NOTORIOUS KILLER LOSES PAROLE BID SEVERSON MINIMIZES ROLE IN TEEN SLAYING.
CORONA, Calif. - A San Fernando Valley woman convicted in a famous teen murder case of brutally killing her best friend out of jealousy was denied parole Thursday after bitter and tearful pleas from her victim's family.
Karen Severson, now 36, showed no emotion as a two-member state parole board denied her third bid for parole during a hearing at the California Institution for Women. She won't be eligible for another hearing for two years.
Severson was convicted in 1990 of second-degree murder in the drowning death of Michelle ``Missy'' Avila in Big Tujunga Canyon in 1985 - a crime that took authorities years to solve.
For the first time since she was imprisoned 13 years ago, Severson expressed sorrow for goading another girl into harming Missy. But she did not admit to tying Missy's hands, shearing her waist-length hair, beating her and then shoving her face into a shallow creek before dragging a 100-pound log onto her neck - despite evidence presented during her murder trial.
``My participation was horrific,'' said Severson, her voice faltering as she spoke to parole commissioners. ``I was an insane, rebellious, mean- spirited teenager and put myself in a position to be a big shot and a show- off.
``In my sick, twisted mind, belittling Missy Avila was a show of power - and ended in death,'' she said. ``I have hurt the Avila family, have betrayed them and caused them great grief. I have caused my family great grief.
``The only thing I can do is change the person I am today.''
But Severson maintained that she was never present during Missy's murder and never laid a hand on her friend - a claim that may have led the commissioners to deny her request for parole.
``The facts of this case indicate that the inmate was directly involved in the killing,'' said Al Angele, a commissioner from Sun Valley. ``The inmate has not come to proper terms with the crime.''
Distraught Avila family members joined a Los Angeles County prosecutor in battling Severson's request for parole.
``The callous person I see sitting in front of me now had the audacity to move in with me for three years after she took my daughter's life, promising me we would find who did this,'' said Irene Avila, 68, of Panorama City, staring at her daughter's childhood friend.
Ernie Avila, 42, of North Hollywood attended the hearing with his brother, Chris, 30, of Agoura Hills. Neither could stem his tears.
``It's been 18 years and 22 days since my sister Missy was murdered,'' said Ernie Avila, heaving from grief. ``They killed her, and one of them is here today.
``Karen must never be allowed to hurt another family.''
Prosecutors said Severson, then 17, and Laura Doyle, then 18, shoved their sobbing friend into an 8-inch-deep creek in the forest and killed her because they thought she'd had sex with their boyfriends.

=====

#### [What you will do]
Translate this sentence from the parole article into Spanish: "She won't be eligible for another hearing for two years."

#### [Available data]
=====

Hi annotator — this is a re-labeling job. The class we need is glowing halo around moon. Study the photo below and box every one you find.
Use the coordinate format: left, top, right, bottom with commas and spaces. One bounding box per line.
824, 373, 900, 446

=====

#### [Exercise result]
No tendrá derecho a otra audiencia hasta dentro de dos años.